(GOAL OF THE EXERCISE)
Wherever "below" turns up in the entries, copy out the line that holds it.

(RECORDS FOR THIS TASK)
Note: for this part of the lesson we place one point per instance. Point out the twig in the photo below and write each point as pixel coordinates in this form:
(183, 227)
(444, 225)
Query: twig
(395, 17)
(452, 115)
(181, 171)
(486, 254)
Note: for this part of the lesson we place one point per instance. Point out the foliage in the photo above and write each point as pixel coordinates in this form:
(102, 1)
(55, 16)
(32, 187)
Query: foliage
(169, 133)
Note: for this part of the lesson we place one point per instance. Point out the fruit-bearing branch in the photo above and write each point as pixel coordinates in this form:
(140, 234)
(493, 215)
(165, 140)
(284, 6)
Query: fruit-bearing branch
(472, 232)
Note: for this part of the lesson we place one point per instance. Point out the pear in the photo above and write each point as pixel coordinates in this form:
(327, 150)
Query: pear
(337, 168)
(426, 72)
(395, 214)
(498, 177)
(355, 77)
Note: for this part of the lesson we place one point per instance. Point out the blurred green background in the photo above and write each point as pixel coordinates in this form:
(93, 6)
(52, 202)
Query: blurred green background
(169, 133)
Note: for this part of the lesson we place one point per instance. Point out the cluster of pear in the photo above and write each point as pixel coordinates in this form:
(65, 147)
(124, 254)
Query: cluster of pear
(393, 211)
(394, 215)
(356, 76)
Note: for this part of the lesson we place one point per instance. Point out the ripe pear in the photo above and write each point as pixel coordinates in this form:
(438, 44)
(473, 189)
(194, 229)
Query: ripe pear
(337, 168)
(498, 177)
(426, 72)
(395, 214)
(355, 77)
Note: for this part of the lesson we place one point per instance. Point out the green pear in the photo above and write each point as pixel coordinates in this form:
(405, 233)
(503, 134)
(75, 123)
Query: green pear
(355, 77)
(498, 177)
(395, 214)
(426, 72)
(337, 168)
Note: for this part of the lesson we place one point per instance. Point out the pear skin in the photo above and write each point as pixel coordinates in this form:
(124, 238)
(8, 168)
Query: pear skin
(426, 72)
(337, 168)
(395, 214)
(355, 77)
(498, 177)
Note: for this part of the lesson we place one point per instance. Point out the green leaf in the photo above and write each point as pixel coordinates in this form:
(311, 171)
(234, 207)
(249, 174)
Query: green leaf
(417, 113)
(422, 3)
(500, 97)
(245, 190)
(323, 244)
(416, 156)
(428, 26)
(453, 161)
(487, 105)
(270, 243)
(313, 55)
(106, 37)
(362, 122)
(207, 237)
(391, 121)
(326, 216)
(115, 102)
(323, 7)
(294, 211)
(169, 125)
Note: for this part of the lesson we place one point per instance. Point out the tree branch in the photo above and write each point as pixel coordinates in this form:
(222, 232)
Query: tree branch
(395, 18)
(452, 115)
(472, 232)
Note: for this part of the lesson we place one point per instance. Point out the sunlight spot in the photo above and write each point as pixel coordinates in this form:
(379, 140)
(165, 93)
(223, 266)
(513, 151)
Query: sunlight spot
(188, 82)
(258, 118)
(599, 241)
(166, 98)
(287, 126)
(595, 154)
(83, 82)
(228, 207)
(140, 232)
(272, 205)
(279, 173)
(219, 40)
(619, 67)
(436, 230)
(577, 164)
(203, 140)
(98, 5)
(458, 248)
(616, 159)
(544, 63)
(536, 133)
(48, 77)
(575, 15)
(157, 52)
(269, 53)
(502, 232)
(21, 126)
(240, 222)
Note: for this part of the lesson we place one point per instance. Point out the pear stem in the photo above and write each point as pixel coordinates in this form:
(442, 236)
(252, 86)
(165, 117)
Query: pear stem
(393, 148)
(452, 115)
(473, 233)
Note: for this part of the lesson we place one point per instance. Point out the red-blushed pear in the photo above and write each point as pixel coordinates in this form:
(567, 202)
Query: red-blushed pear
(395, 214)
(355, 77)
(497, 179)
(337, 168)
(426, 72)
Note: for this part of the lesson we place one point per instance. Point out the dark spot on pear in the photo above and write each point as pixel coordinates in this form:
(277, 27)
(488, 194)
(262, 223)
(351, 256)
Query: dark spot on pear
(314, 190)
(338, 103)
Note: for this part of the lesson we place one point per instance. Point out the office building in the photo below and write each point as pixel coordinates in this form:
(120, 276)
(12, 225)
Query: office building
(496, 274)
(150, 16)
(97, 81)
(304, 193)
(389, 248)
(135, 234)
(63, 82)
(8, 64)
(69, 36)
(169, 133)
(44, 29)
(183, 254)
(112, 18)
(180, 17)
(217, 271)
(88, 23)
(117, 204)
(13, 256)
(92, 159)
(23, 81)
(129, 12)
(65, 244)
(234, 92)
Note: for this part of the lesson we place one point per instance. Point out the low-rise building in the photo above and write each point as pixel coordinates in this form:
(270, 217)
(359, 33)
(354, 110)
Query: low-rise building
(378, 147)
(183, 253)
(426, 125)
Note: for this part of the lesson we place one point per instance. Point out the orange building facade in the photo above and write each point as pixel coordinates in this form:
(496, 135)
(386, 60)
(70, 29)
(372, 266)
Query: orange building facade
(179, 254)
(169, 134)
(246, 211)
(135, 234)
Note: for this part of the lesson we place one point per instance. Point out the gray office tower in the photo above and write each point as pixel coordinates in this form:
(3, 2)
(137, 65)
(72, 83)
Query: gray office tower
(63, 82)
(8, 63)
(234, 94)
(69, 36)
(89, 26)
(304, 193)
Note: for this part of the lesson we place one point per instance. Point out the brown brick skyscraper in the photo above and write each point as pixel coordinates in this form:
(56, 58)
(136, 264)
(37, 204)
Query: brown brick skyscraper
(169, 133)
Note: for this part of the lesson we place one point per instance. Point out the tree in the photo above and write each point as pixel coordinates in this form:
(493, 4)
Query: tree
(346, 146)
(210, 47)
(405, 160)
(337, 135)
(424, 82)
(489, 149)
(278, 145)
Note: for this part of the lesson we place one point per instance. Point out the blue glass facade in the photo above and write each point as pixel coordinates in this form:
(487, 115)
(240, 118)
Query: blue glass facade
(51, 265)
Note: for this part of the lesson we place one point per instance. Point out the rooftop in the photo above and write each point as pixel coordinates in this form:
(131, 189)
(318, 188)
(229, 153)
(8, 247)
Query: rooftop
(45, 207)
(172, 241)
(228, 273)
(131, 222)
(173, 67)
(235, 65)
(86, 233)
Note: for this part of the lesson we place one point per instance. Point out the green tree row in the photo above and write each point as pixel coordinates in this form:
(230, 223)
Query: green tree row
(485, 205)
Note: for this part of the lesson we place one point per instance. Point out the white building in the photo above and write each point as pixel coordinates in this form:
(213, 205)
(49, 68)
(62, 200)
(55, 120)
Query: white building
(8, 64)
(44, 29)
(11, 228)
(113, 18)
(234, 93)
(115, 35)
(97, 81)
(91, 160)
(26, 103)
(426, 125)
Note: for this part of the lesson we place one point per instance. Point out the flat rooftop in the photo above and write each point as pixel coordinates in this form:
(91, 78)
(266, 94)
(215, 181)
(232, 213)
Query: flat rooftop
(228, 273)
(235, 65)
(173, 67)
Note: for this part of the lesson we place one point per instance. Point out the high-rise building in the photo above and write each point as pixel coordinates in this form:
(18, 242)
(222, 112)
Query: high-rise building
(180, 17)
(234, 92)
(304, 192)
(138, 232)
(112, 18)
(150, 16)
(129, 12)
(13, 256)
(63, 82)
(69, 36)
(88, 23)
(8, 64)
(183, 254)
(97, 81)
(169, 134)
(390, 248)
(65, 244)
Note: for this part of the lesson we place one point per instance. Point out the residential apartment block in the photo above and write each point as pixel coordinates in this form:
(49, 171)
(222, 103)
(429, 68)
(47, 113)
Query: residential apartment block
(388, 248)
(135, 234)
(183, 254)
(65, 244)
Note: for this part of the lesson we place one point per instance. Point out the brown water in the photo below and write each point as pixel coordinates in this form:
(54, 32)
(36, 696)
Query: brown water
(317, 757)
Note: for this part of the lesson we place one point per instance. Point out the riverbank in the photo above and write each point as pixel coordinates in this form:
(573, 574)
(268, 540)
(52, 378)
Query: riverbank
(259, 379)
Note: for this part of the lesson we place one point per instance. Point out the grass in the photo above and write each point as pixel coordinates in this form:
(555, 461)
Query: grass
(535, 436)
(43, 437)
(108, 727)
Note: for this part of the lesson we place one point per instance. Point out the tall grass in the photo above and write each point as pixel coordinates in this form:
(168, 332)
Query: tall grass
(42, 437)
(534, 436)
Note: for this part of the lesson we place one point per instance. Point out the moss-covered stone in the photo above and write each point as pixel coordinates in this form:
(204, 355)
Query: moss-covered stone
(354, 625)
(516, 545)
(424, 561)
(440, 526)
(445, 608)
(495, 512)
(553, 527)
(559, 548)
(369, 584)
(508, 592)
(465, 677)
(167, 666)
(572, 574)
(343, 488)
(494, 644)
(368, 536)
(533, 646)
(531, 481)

(TASK ANSWER)
Note: for this part of the lesson we place one point per instance. Point out the twig in the photo below and write each point as pixel coordinates in this form:
Note: for this part of the lesson we place one point per instance. Point out the office building in the photo below and write each point as pixel coordinates in this form:
Note: for this part of the lesson we place one point per instance. Point out the brown water in the photo below and write each point as pixel coordinates in this form:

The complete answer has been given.